Task: Transcribe the records verbatim, starting at the line that contains "Goal: Detect the trailing vine plant" and ending at the end of the records.

Records shown:
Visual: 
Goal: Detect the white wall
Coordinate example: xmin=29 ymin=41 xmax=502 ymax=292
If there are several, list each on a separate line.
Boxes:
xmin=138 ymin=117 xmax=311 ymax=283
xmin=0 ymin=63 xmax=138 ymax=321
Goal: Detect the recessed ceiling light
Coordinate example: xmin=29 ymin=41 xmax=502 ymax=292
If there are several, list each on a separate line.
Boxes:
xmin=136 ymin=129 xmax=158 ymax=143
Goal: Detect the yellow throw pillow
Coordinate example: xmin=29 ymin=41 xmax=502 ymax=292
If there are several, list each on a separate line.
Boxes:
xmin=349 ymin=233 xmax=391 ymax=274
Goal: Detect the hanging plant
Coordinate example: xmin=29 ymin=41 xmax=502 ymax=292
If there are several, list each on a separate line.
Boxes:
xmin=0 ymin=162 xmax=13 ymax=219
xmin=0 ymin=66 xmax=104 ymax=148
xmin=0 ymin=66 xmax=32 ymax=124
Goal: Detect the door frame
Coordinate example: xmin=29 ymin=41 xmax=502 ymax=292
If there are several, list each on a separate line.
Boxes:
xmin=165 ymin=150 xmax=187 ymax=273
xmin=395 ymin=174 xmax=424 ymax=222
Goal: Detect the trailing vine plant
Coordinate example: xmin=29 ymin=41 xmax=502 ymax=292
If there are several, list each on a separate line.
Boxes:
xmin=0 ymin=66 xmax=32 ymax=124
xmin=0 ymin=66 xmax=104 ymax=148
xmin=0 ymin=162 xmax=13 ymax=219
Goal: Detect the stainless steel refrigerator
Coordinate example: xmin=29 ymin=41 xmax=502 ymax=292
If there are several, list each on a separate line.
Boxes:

Written response:
Goal: Detect the trailing vine plant
Coordinate example: xmin=29 ymin=41 xmax=502 ymax=292
If there are several, list each on a separate line.
Boxes:
xmin=0 ymin=66 xmax=32 ymax=124
xmin=0 ymin=66 xmax=104 ymax=148
xmin=0 ymin=162 xmax=13 ymax=219
Goal: Detect the stainless steel refrigerator
Coordinate example: xmin=29 ymin=41 xmax=502 ymax=292
If there are several, list each on a separate line.
Boxes:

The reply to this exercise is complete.